Exercise details >>
Copy out all of the entries, keeping every word the same.

The input >>
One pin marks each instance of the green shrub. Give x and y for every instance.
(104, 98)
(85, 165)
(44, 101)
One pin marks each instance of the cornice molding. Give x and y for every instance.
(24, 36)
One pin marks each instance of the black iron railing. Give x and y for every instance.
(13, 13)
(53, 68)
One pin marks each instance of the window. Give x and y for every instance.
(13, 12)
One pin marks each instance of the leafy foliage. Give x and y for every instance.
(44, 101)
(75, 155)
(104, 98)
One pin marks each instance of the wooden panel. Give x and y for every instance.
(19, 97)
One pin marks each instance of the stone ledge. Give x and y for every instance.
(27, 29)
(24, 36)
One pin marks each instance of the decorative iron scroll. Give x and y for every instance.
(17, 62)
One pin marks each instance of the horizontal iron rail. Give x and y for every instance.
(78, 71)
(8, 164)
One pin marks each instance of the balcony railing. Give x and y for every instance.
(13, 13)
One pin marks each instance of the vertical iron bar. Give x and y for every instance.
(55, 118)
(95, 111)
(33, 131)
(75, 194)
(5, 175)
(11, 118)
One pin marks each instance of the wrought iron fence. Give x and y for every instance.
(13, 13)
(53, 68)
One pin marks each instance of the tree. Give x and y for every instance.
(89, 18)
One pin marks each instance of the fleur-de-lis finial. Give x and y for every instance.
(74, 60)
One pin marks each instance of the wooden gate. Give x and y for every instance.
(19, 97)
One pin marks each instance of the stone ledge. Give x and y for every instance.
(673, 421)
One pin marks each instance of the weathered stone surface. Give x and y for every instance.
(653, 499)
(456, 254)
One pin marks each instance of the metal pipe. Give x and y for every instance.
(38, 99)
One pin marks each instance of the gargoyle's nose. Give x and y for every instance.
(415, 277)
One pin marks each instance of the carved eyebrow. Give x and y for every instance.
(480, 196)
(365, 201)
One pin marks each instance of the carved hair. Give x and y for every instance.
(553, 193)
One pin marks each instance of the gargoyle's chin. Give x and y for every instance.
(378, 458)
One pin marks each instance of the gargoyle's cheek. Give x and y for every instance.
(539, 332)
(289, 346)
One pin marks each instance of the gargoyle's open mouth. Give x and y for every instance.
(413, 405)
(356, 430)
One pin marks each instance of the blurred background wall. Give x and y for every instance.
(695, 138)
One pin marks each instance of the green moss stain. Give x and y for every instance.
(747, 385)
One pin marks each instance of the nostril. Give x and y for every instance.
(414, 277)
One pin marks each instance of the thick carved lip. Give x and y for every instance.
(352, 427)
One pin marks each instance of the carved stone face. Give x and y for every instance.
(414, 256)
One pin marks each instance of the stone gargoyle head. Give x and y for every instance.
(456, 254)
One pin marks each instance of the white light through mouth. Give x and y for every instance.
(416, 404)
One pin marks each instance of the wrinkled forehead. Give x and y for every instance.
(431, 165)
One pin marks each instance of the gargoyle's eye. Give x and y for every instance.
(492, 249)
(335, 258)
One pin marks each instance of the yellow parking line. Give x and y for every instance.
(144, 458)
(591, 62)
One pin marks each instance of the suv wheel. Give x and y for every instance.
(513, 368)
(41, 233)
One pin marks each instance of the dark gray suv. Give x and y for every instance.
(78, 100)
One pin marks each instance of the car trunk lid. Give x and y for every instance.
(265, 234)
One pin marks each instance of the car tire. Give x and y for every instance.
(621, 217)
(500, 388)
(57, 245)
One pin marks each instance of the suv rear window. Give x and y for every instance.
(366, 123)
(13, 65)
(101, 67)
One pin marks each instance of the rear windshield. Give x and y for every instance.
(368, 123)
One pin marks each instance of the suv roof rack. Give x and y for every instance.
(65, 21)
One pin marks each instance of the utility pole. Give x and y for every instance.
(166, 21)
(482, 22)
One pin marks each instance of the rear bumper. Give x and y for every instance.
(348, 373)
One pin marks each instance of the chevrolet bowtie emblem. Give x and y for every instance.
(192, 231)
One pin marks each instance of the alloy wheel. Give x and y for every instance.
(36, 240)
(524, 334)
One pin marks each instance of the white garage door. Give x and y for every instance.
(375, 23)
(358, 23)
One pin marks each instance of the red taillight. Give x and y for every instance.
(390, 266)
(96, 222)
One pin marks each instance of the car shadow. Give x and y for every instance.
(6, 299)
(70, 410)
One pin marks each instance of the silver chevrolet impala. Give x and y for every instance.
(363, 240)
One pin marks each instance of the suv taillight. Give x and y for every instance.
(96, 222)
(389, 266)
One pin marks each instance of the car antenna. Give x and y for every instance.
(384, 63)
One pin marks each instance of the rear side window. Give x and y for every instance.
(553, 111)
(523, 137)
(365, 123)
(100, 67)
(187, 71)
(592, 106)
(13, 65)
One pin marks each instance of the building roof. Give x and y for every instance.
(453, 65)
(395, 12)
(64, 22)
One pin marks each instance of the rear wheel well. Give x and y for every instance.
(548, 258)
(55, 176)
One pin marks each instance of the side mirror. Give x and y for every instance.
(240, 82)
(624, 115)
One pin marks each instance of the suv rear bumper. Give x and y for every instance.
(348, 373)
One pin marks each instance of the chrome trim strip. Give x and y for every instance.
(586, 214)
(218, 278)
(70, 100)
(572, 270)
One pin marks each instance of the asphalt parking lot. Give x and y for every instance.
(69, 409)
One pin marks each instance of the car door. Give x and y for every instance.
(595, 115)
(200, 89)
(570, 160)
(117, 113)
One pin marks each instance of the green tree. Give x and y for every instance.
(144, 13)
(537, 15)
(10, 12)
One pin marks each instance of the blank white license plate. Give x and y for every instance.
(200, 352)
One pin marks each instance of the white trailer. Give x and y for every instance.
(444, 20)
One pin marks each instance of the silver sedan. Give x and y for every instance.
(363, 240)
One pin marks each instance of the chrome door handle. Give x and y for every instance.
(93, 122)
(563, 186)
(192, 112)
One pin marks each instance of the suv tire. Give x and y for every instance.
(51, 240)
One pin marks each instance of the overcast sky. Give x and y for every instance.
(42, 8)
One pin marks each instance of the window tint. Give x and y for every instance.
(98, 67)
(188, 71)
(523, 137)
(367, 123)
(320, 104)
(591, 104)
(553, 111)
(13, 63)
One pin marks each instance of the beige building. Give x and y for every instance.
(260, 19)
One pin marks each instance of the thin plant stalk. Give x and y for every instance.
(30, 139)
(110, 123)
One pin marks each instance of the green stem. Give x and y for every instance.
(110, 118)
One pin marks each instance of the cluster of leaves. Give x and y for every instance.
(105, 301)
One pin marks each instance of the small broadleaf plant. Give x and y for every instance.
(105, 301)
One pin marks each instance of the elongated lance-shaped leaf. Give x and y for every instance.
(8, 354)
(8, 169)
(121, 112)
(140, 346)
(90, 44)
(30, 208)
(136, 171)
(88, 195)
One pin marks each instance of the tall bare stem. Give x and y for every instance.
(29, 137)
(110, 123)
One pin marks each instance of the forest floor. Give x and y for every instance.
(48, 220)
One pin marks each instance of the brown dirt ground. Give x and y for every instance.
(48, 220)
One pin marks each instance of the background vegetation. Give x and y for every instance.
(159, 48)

Reply to the task >>
One pin marks each instance of the green shrub. Give x and y for every instance.
(104, 98)
(85, 165)
(44, 101)
One pin marks each instance of the cornice molding. Give x and y for every instance.
(24, 36)
One pin marks each instance of the black iron railing. Give x and y for every instance.
(13, 13)
(53, 68)
One pin marks each instance of the window. Give x and y for every instance.
(13, 12)
One pin marks each instance of the leafy foliage. Give x and y for every instance.
(44, 101)
(75, 155)
(104, 98)
One pin marks each instance of the wooden panel. Give x and y for every instance.
(19, 97)
One pin marks each instance of the stone ledge. Give x and y for every instance.
(27, 29)
(24, 36)
One pin marks each instance of the decorative iron scroll. Give x and y for every instance.
(17, 62)
One pin marks each instance of the horizontal iron rail. Give x and y for every instance.
(78, 71)
(8, 164)
One pin marks each instance of the balcony railing. Give x and y for every instance.
(13, 13)
One pin marks each instance of the vertical iron bar. Give x and y for every instance.
(55, 118)
(95, 111)
(33, 131)
(75, 194)
(5, 175)
(11, 118)
One pin marks each instance of the wrought iron fence. Give x and y for every instance.
(13, 13)
(53, 68)
One pin marks each instance of the tree. Give x and y for every instance.
(89, 18)
One pin marks each instance of the fleur-de-lis finial. Give x and y for every instance.
(74, 60)
One pin marks each instance of the wooden gate. Give x and y for every instance.
(19, 97)
One pin marks each instance of the stone ledge. Give x and y for every instance.
(673, 421)
One pin marks each instance of the weathered stone surface. Give x and y for every instance.
(653, 499)
(456, 254)
One pin marks each instance of the metal pipe. Give x and y for every instance.
(38, 99)
One pin marks each instance of the gargoyle's nose. Give x and y for every instance.
(415, 277)
One pin marks each instance of the carved eyebrow. Give x and y for every instance.
(480, 196)
(365, 201)
One pin marks each instance of the carved hair. Give x and y for every instance.
(553, 193)
One pin marks each instance of the gargoyle's chin. Give x and y for every instance.
(378, 458)
One pin marks each instance of the gargoyle's cheek. Give x and y for every instance.
(539, 332)
(289, 346)
One pin marks each instance of the gargoyle's open mouth. Give x and y for every instance.
(413, 405)
(356, 430)
One pin marks each instance of the blurred background wall. Give x and y for every instance.
(695, 138)
One pin marks each instance of the green moss stain. Give x and y for every instance.
(747, 385)
One pin marks each instance of the nostril. Give x and y for every instance.
(414, 277)
One pin marks each instance of the thick carved lip. Give x and y for every instance.
(352, 427)
One pin marks each instance of the carved stone face. Give x and y for every instance.
(414, 256)
One pin marks each instance of the stone gargoyle head. Give x and y for every instance.
(456, 254)
One pin marks each instance of the white light through mouth. Give x and y for every instance.
(416, 404)
One pin marks each instance of the wrinkled forehead. Give x and y for every instance.
(431, 165)
One pin marks each instance of the gargoyle's eye. Give x and y for every instance.
(492, 249)
(335, 258)
One pin marks each instance of the yellow parking line. Give x and y for every instance.
(144, 458)
(591, 62)
One pin marks each instance of the suv wheel. Give x and y for every instance.
(513, 368)
(41, 233)
One pin marks each instance of the dark gray suv. Give x and y for every instance.
(78, 100)
One pin marks each instance of the car trunk lid. Give x and y for every instance.
(265, 234)
One pin marks each instance of the car tire. Give x and y for every instance.
(621, 217)
(500, 388)
(57, 245)
One pin marks each instance of the suv rear window. Give x and y for every instance.
(366, 123)
(13, 65)
(101, 67)
One pin marks each instance of the rear windshield. Give x and y for every instance.
(368, 123)
One pin marks each instance of the suv roof rack. Give x and y for every instance.
(65, 21)
One pin marks each instance of the utility pole. Give x and y for every instance.
(166, 21)
(482, 22)
One pin marks each instance of the rear bumper. Give x and y for every instance.
(348, 373)
One pin marks each instance of the chevrolet bowtie emblem. Give x and y for every instance.
(192, 231)
One pin marks each instance of the alloy wheel. Give x and y for every instance.
(36, 240)
(524, 334)
One pin marks each instance of the white garage door. Give x and y for every instance.
(375, 23)
(358, 23)
One pin marks each instance of the red taillight. Give x and y for every instance.
(390, 266)
(96, 222)
One pin marks each instance of the car shadow. Give x and y for every instance.
(6, 299)
(70, 410)
One pin marks each instance of the silver chevrolet impala. Give x and y for every instance.
(363, 240)
One pin marks each instance of the suv taillight. Give x and y for every instance.
(96, 222)
(389, 266)
One pin marks each instance of the car antenna. Give x and y for every instance.
(384, 63)
One pin marks each instance of the rear side window. Give x and y for every instance.
(553, 111)
(523, 137)
(365, 123)
(100, 67)
(187, 71)
(592, 106)
(13, 65)
One pin marks each instance of the building roof. Give x and y for every instance.
(453, 65)
(395, 12)
(64, 22)
One pin marks each instance of the rear wheel well. Give x and y for every instance.
(548, 258)
(55, 176)
One pin marks each instance of the side mirror. Give x and y for every instance.
(240, 82)
(624, 115)
One pin marks each instance of the suv rear bumper. Give x and y for every instance.
(348, 373)
One pin marks each instance of the chrome trim strip. Give x and y for every instance.
(586, 214)
(218, 278)
(70, 100)
(572, 270)
One pin marks each instance of the asphalt parking lot. Give x and y for every instance.
(69, 409)
One pin marks each instance of the car door. Give x and y for every instance.
(595, 115)
(200, 89)
(570, 160)
(117, 113)
One pin marks each instance of the green tree. Give x and y for every instance.
(144, 13)
(537, 15)
(10, 12)
One pin marks each instance of the blank white license plate. Give x and y for every instance.
(200, 352)
One pin marks each instance of the white trailer. Give x and y for every instance.
(444, 20)
One pin marks each instance of the silver sedan. Give x and y for every instance.
(363, 240)
One pin marks each instance of the chrome door handle. Give x and y for every instance.
(93, 122)
(563, 186)
(192, 112)
One pin marks each instance of the suv tire. Give x and y for every instance.
(51, 240)
One pin marks each instance of the overcast sky. Give x and y for every instance.
(42, 8)
One pin marks each instance of the window tint. Give x and y for every instance.
(98, 67)
(188, 71)
(523, 137)
(367, 123)
(320, 104)
(591, 104)
(553, 111)
(13, 63)
One pin marks each instance of the beige building. Give x and y for every instance.
(260, 19)
One pin marks each instance of the thin plant stalk. Give x and y for every instance.
(30, 139)
(110, 123)
One pin marks each instance of the green stem. Give x and y for every instance.
(110, 118)
One pin marks each instance of the cluster of leaves. Give x and y for every instance.
(105, 301)
One pin marks each instance of the small broadleaf plant. Give x and y for every instance.
(105, 301)
One pin marks each instance of the elongated lance-shaped leaf. Give x and y for every instance.
(8, 354)
(8, 169)
(121, 112)
(140, 346)
(90, 44)
(30, 208)
(136, 171)
(88, 195)
One pin marks each instance of the tall bare stem. Give x and y for every instance.
(29, 137)
(110, 123)
One pin marks each instance of the forest floor. Give x and y for every instance.
(48, 220)
One pin marks each instance of the brown dirt ground. Give x and y for every instance.
(48, 220)
One pin marks each instance of the background vegetation. Give x and y for every instance.
(159, 48)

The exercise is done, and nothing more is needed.